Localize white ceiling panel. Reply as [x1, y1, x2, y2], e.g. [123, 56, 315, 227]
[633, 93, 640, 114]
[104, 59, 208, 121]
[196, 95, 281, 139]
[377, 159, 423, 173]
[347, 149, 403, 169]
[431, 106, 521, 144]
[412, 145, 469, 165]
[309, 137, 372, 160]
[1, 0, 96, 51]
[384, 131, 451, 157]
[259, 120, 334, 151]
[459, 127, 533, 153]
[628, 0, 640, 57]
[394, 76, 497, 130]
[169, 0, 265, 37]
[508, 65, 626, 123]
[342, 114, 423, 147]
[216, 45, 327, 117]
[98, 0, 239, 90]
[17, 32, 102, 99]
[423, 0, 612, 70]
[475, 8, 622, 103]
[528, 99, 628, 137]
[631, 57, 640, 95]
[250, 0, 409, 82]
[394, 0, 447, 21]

= = = =

> [What the task asks] Using the listing above, please repeat every entry exactly.

> [Task output]
Localize white ceiling panel. Reply as [x1, y1, x2, y2], e.g. [123, 56, 315, 227]
[633, 93, 640, 114]
[104, 59, 208, 121]
[196, 95, 281, 139]
[377, 159, 423, 173]
[347, 149, 403, 169]
[431, 106, 521, 144]
[412, 145, 469, 165]
[309, 137, 372, 160]
[1, 0, 96, 51]
[384, 131, 451, 157]
[259, 120, 334, 151]
[459, 127, 533, 153]
[628, 0, 640, 57]
[394, 76, 497, 130]
[169, 0, 265, 37]
[508, 65, 626, 123]
[342, 114, 423, 147]
[216, 45, 327, 117]
[98, 0, 239, 90]
[17, 32, 102, 99]
[423, 0, 612, 70]
[475, 8, 622, 103]
[528, 99, 628, 137]
[631, 57, 640, 95]
[250, 0, 409, 82]
[394, 0, 447, 21]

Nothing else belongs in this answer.